Pictures aside, reproduce exactly and only the lines below, starting at the one containing "Target: honor guard carrying wreath" and ending at the last line.

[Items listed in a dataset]
[Start of section]

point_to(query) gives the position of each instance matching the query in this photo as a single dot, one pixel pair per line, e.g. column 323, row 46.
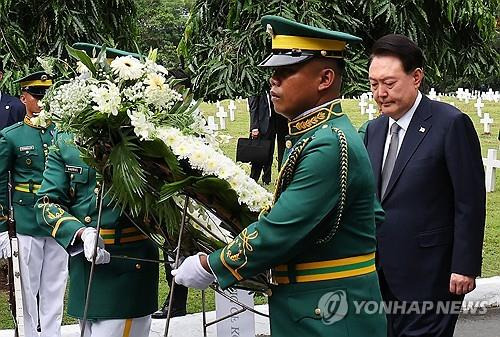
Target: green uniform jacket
column 67, row 202
column 318, row 282
column 23, row 151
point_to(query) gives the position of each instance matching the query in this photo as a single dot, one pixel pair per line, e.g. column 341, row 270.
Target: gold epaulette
column 28, row 122
column 313, row 119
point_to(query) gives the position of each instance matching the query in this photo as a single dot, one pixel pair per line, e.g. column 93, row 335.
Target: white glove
column 89, row 235
column 4, row 245
column 191, row 273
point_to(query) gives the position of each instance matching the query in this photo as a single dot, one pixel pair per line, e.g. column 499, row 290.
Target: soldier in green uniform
column 43, row 263
column 319, row 236
column 124, row 292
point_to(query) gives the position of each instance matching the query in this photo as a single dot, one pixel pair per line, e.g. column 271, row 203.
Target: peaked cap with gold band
column 294, row 42
column 93, row 50
column 35, row 84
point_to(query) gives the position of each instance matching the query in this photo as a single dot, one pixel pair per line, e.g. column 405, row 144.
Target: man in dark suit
column 426, row 159
column 265, row 123
column 11, row 108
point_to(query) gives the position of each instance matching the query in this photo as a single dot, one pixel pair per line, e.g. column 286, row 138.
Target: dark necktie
column 390, row 159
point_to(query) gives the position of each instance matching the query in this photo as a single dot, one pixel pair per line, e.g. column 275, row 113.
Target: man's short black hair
column 403, row 48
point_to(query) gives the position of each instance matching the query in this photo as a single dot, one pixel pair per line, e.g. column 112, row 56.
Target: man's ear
column 418, row 76
column 23, row 98
column 327, row 78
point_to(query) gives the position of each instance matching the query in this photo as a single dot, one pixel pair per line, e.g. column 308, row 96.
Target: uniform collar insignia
column 314, row 118
column 27, row 121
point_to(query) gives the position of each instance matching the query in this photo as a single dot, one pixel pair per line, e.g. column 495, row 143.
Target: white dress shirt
column 403, row 123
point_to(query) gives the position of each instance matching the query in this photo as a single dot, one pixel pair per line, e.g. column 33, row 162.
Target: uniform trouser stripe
column 128, row 326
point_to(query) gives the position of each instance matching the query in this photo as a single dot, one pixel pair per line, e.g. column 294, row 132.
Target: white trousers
column 132, row 327
column 44, row 271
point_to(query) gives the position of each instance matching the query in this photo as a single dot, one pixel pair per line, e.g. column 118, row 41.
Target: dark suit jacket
column 434, row 203
column 259, row 113
column 11, row 110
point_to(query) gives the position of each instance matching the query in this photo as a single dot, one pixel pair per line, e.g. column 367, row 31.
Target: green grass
column 240, row 128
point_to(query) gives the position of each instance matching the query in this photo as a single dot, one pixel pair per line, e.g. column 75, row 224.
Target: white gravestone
column 432, row 94
column 231, row 108
column 491, row 163
column 211, row 123
column 490, row 95
column 487, row 121
column 479, row 105
column 222, row 114
column 467, row 96
column 240, row 325
column 371, row 112
column 363, row 104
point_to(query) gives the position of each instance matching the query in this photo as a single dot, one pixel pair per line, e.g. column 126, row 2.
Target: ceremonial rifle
column 15, row 293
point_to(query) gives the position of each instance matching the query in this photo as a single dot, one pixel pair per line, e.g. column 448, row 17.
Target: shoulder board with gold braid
column 288, row 170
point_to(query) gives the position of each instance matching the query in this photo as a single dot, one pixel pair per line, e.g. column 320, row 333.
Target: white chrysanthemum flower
column 159, row 93
column 142, row 127
column 107, row 97
column 69, row 99
column 41, row 120
column 127, row 68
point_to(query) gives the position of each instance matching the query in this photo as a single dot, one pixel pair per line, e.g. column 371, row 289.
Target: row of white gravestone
column 486, row 120
column 221, row 114
column 491, row 163
column 466, row 95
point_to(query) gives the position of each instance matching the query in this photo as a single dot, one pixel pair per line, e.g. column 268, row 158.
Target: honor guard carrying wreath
column 24, row 149
column 319, row 236
column 124, row 292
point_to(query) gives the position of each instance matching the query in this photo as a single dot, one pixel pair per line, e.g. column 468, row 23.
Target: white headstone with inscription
column 363, row 104
column 432, row 94
column 231, row 108
column 222, row 114
column 467, row 96
column 371, row 112
column 491, row 163
column 211, row 123
column 479, row 105
column 487, row 121
column 240, row 325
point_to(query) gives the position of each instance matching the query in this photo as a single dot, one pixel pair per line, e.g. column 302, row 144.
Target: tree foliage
column 39, row 28
column 161, row 25
column 224, row 40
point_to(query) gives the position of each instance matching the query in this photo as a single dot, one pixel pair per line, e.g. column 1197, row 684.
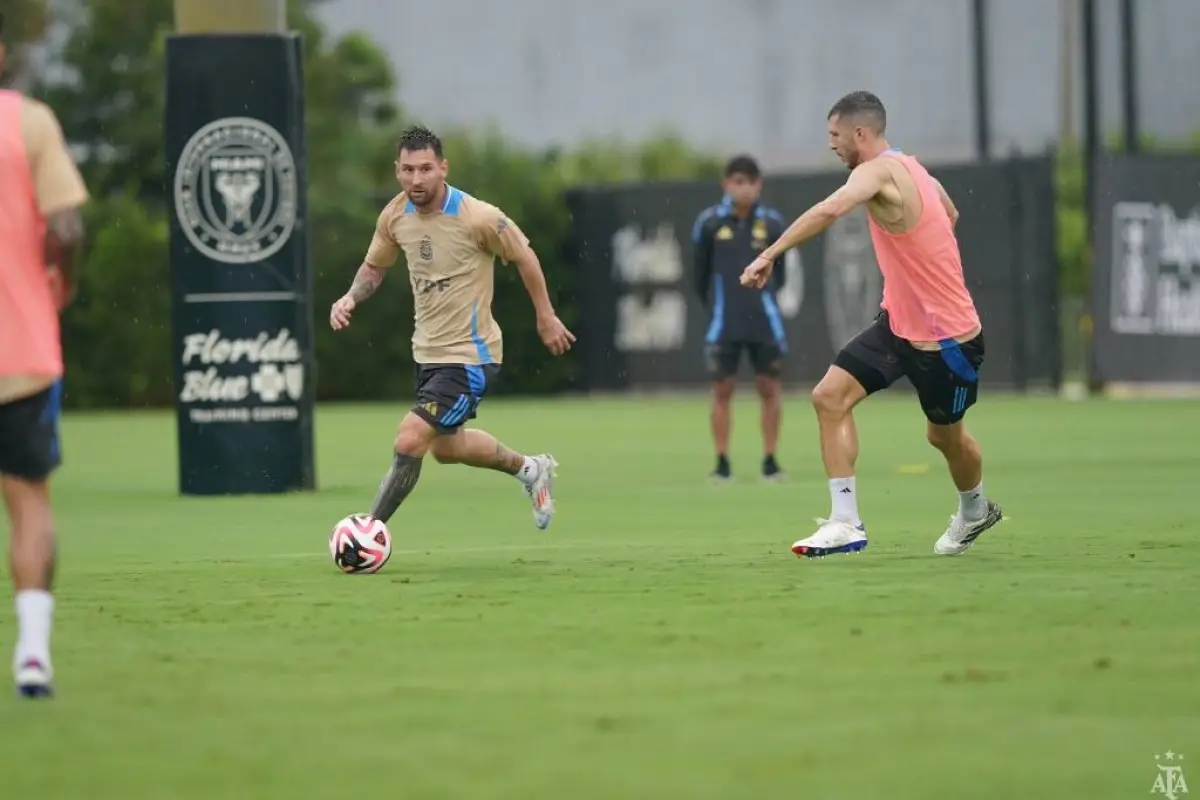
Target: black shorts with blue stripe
column 449, row 394
column 29, row 435
column 947, row 379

[End of section]

▸ **Result**
Target: honor guard carrying wreath
column 24, row 149
column 319, row 236
column 124, row 292
point_to(query) gives the position of each instance matching the query in this photo as a single dot, one pixel pair per line, e.g. column 468, row 23.
Target: white headstone with inscription
column 363, row 104
column 432, row 94
column 231, row 108
column 222, row 114
column 467, row 96
column 371, row 112
column 491, row 163
column 211, row 123
column 479, row 105
column 487, row 121
column 240, row 325
point_to(query) gives the position of each instance matching the query in this photo as a single dot, one pixel pair per line, e.g. column 302, row 144.
Target: tree foliage
column 39, row 28
column 161, row 25
column 224, row 40
point_to(query) gives the position of each instance matching the query in this photo as a single dot, one pixel pair per line, e.g. column 1197, row 684.
Target: black shorts with blue stripe
column 449, row 394
column 29, row 435
column 947, row 379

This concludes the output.